→ Problem to solve:
For each line of the data below that contains "shoreline", return that line.

+++

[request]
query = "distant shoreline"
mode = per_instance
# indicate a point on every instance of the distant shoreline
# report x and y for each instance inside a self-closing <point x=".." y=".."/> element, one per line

+++

→ Solution below:
query = "distant shoreline"
# indicate a point on every instance of the distant shoreline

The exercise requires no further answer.